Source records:
****************

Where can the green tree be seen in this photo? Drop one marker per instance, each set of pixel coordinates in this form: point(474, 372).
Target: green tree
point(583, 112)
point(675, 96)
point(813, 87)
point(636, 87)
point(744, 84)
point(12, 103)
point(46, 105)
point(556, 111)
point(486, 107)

****************

THE TASK: Every line above should be printed again exactly as it stands.

RESULT:
Where can the green tree be seen in this photo? Drop one marker per instance, each set of pixel coordinates in this form: point(474, 372).
Target: green tree
point(583, 112)
point(675, 96)
point(813, 87)
point(636, 87)
point(744, 84)
point(12, 103)
point(46, 105)
point(556, 111)
point(486, 107)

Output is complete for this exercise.